REQUIRED TASKS:
1. In the forum thread about the camelot read_pdf error, what does the highest-voted answer say is the cause of the problem?
2. Take the forum thread about the camelot read_pdf error further, starting right after its last line of sample code.

SELECTED EXTRACT:
3
votes

I am trying to extract tables from pdf using camelot and I get this attribute error. Could you please help?

import camelot
import pandas as pd
pdf = camelot.read_pdf("Gordian.pdf")

AttributeError Traceback (most recent call last) in ----> 1 pdf = camelot.read_pdf("Gordian.pdf")

AttributeError: module 'camelot' has no attribute 'read_pdf'

5
Please read github.com/atlanhq/camelot/issues/118 and github.com/atlanhq/camelot/issues/145. If you don't find a solution, post the output of the command dir(camelot) - Stefano Fiorucci - anakin87
you may have probably installed camleot instead of camelot-py - ExtractTable.com

5 Answers

8
votes

NOTE : If you are using virtual environment activate environment before do this things.

I have already faced this error.There is a no bug in your code.The problem is with camelot installation.

1 remove installed camelot version

2 install again using this command. There is a multiple ways to install camelot. Please try it one by one

  • pip install camelot-py
  • pip install camelot-py[cv]
  • pip install camelot-py[all]

3 run your code >> i have attached sample code here

import camelot

data = camelot.read_pdf("test_file.pdf", pages='all')
print(data)

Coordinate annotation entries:
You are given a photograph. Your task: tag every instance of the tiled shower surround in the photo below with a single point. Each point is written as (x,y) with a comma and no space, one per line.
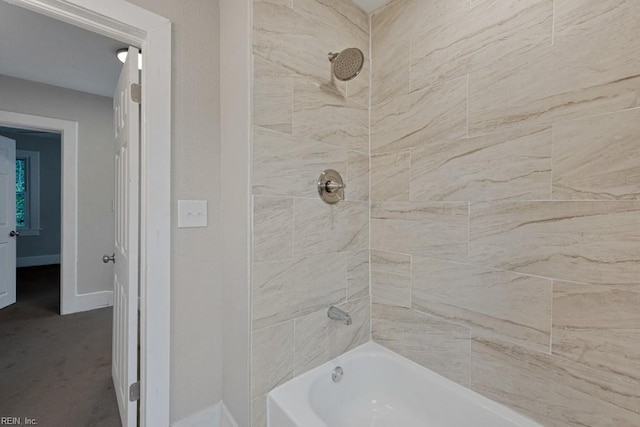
(307,255)
(504,246)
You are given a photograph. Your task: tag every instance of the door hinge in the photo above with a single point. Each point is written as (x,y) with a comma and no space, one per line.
(134,391)
(136,93)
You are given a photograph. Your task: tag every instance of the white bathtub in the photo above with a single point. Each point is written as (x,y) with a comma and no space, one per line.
(382,389)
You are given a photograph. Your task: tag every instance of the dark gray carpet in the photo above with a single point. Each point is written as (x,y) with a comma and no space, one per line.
(56,369)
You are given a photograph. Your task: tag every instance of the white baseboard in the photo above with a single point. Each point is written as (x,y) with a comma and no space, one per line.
(86,302)
(34,261)
(227,418)
(214,416)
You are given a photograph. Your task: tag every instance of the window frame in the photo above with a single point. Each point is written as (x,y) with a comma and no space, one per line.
(32,192)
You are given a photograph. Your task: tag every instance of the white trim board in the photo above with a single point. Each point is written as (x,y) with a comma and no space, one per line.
(128,23)
(37,260)
(217,415)
(69,193)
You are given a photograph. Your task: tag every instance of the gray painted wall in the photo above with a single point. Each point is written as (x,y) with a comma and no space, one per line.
(48,241)
(95,167)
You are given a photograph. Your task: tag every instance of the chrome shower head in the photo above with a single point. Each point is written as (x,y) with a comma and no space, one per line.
(347,64)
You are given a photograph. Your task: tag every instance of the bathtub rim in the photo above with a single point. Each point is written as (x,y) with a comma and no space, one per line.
(299,404)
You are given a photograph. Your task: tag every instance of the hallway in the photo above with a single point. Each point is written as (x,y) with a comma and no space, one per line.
(56,369)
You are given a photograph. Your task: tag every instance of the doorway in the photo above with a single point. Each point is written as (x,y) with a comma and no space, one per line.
(138,27)
(38,218)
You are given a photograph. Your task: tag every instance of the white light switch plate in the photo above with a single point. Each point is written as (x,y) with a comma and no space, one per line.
(192,213)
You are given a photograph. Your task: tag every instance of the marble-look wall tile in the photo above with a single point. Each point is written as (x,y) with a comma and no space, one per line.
(586,242)
(271,358)
(598,327)
(390,73)
(436,344)
(323,115)
(490,30)
(586,16)
(391,277)
(403,20)
(342,18)
(358,275)
(597,158)
(357,178)
(554,392)
(272,228)
(562,82)
(284,290)
(319,339)
(322,228)
(259,411)
(391,176)
(286,38)
(439,112)
(272,96)
(287,166)
(515,306)
(508,165)
(432,229)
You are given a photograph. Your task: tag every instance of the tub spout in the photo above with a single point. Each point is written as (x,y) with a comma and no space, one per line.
(336,314)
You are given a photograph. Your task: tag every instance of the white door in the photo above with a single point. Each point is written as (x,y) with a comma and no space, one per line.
(7,222)
(125,278)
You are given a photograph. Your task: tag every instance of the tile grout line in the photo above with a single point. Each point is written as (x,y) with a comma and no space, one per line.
(468,84)
(370,175)
(553,23)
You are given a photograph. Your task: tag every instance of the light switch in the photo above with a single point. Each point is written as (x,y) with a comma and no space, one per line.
(192,213)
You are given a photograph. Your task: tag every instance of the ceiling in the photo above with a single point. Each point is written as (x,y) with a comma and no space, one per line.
(16,132)
(42,49)
(370,5)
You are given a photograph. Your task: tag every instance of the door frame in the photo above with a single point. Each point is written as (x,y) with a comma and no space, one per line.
(150,32)
(69,197)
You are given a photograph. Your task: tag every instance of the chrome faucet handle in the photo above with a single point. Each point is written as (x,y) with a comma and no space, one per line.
(335,313)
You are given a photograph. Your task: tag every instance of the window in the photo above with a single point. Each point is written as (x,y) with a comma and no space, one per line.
(28,192)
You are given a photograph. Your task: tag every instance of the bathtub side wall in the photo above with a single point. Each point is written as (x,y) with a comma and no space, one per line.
(505,221)
(307,255)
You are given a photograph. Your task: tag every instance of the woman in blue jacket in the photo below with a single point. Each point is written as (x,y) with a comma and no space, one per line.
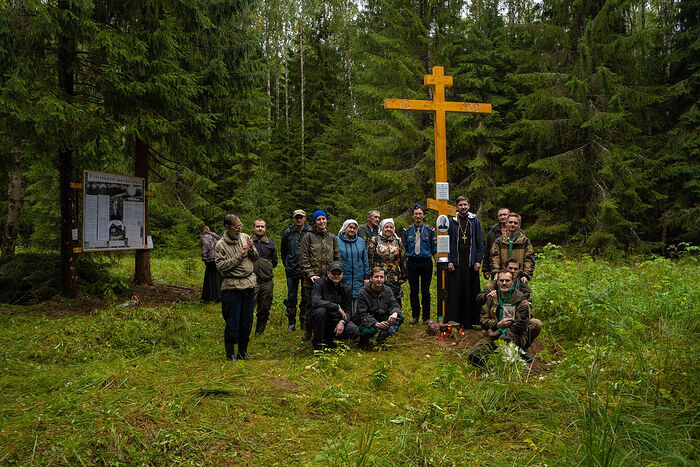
(354,256)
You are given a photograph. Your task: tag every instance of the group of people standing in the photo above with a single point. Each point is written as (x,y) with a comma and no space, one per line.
(351,282)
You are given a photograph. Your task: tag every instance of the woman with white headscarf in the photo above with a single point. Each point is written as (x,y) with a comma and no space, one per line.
(387,252)
(354,255)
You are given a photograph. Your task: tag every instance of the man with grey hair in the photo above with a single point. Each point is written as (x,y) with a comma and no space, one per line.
(235,255)
(371,228)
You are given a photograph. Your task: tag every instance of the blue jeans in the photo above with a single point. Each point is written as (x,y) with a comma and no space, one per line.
(237,310)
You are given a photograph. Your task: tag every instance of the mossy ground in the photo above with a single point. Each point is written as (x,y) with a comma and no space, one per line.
(149,384)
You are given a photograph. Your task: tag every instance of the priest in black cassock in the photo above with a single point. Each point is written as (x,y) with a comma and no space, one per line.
(466,254)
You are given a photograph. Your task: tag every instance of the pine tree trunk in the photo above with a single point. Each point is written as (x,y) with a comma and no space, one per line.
(66,62)
(301,65)
(142,265)
(14,206)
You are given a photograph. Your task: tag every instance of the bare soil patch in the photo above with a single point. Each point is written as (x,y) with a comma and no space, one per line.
(149,295)
(471,337)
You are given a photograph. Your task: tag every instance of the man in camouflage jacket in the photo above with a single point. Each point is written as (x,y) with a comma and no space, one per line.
(497,325)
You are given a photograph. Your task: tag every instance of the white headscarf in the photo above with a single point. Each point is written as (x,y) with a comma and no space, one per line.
(387,221)
(345,224)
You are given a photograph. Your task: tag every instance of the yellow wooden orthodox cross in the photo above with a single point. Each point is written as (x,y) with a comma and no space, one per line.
(439,82)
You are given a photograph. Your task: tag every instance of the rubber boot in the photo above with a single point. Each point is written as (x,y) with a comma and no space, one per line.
(243,351)
(260,327)
(230,351)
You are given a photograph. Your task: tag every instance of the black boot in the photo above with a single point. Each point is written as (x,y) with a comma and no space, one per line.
(230,351)
(291,315)
(243,351)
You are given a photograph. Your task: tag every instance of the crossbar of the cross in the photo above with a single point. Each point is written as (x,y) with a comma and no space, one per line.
(414,104)
(439,82)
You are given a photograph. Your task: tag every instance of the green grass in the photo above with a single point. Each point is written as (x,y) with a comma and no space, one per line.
(150,385)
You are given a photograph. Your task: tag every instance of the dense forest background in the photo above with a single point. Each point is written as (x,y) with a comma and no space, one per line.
(261,107)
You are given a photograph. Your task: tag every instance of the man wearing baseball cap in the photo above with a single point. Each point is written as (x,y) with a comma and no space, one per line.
(291,238)
(331,303)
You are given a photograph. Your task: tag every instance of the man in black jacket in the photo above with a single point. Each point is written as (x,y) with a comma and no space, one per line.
(377,309)
(264,273)
(291,238)
(331,301)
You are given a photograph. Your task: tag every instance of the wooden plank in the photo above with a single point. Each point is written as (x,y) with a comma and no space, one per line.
(468,107)
(408,104)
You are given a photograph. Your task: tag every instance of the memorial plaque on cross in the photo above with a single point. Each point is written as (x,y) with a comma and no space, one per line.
(439,82)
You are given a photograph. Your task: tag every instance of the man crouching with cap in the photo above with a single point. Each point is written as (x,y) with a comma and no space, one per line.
(331,302)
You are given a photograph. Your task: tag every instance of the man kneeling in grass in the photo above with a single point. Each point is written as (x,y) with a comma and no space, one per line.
(506,317)
(331,305)
(378,312)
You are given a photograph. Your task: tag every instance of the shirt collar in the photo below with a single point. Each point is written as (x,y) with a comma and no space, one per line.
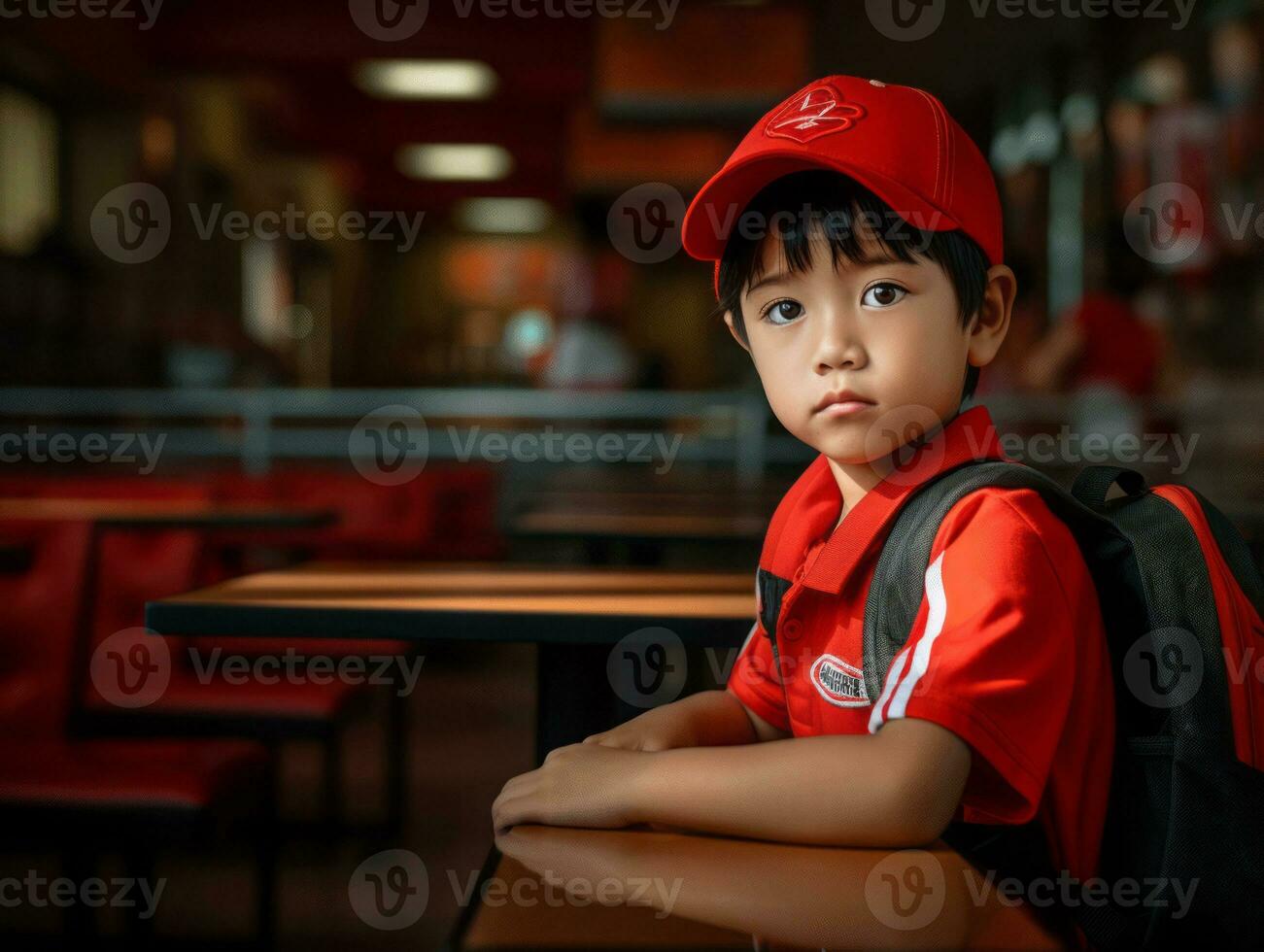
(810,507)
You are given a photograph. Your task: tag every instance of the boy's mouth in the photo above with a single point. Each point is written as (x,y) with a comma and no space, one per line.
(842,403)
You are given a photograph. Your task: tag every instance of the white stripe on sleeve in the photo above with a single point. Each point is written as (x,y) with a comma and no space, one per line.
(936,616)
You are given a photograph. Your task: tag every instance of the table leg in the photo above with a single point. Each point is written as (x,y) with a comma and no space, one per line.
(574,696)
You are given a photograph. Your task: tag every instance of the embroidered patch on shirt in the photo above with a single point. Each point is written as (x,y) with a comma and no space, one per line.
(838,682)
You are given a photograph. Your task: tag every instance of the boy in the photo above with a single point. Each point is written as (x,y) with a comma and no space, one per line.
(857,238)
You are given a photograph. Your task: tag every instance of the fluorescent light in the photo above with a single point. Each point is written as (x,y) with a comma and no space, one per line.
(516,217)
(456,162)
(427,79)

ANSWERS FOR THE EXERCISE:
1. The camelot installation causes it; there is no bug in the code.

2.
1
votes

please check if you have java installed on you machine, go to your terminal and run "java -version", if you do not have you won't be able to read pdf using Camelot or tabula,

once you have installed java, install tabula-py using the command pip install tabula-py.

from tabula.io import read_pdf
tables = read_pdf('file.pdf')  # substitute your file name
0
votes

Try this: import camelot.io as camelot That worked for me.

0
votes

I abandoned trying to get camelot to work in Jupiter Notebooks to read tables & instead installed the following:

!{sys.executable} -m pip install tabula-py tabulate

from tabula import read_pdf
from tabulate import tabulate


pdf_path = (
    Path.home()
    / "my_pdf.pdf"
)
df = read_pdf(str(pdf_path), pages=1)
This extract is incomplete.